====== DATASET EXCERPTS
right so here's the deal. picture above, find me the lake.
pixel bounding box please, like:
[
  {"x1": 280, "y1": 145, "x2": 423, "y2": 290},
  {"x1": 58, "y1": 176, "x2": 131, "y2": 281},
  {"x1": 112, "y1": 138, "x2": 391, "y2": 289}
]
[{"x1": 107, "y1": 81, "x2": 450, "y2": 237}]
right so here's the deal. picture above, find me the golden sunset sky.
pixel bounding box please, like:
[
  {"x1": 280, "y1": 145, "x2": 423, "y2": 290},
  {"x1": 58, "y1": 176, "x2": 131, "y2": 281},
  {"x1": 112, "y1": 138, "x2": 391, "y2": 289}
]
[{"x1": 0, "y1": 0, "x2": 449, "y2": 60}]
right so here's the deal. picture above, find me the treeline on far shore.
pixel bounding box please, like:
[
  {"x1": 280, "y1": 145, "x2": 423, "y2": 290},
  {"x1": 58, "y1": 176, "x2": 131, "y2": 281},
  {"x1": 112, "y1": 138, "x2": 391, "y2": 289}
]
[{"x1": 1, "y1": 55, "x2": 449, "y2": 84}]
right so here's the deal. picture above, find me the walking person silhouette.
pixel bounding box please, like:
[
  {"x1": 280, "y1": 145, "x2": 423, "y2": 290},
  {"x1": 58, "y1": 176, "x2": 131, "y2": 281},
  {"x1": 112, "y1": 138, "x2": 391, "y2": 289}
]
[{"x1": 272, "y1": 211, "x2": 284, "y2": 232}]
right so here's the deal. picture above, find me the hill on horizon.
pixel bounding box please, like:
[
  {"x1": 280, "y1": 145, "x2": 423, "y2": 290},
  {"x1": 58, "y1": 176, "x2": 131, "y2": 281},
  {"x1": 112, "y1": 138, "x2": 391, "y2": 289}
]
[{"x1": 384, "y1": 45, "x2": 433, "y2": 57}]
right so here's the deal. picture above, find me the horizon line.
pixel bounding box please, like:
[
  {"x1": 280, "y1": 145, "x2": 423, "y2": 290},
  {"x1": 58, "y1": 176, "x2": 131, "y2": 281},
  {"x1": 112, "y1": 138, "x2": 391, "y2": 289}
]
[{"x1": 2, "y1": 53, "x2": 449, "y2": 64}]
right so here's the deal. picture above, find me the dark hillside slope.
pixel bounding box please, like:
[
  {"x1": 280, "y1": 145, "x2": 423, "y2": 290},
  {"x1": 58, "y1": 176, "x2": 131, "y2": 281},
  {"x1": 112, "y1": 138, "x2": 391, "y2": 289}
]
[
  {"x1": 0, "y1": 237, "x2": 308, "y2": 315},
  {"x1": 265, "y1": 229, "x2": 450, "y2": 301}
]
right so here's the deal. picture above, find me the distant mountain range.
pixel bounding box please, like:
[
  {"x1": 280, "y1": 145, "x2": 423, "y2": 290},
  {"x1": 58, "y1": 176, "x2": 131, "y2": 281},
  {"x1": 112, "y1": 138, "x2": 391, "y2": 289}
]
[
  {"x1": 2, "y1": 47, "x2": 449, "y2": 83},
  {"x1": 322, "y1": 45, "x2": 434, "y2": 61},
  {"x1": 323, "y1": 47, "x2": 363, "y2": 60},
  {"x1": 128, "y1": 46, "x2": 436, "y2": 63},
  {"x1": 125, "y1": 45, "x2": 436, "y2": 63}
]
============
PROBLEM DETAILS:
All lines that hold the word "deal" should be copied from the data.

OUTPUT OF THE EXERCISE:
right so here's the deal. picture above, find me the lake.
right so here's the deal. picture above, find me the golden sunset sky.
right so here's the deal. picture above, find me the treeline on far shore.
right so here's the deal. picture above, find me the walking person silhouette.
right so here's the deal. picture above, find me the hill on horizon.
right so here's the deal. picture above, find me the horizon line.
right so here's the deal. picture above, find me the dark hillside slope.
right so here's the deal. picture above, find me the distant mountain range.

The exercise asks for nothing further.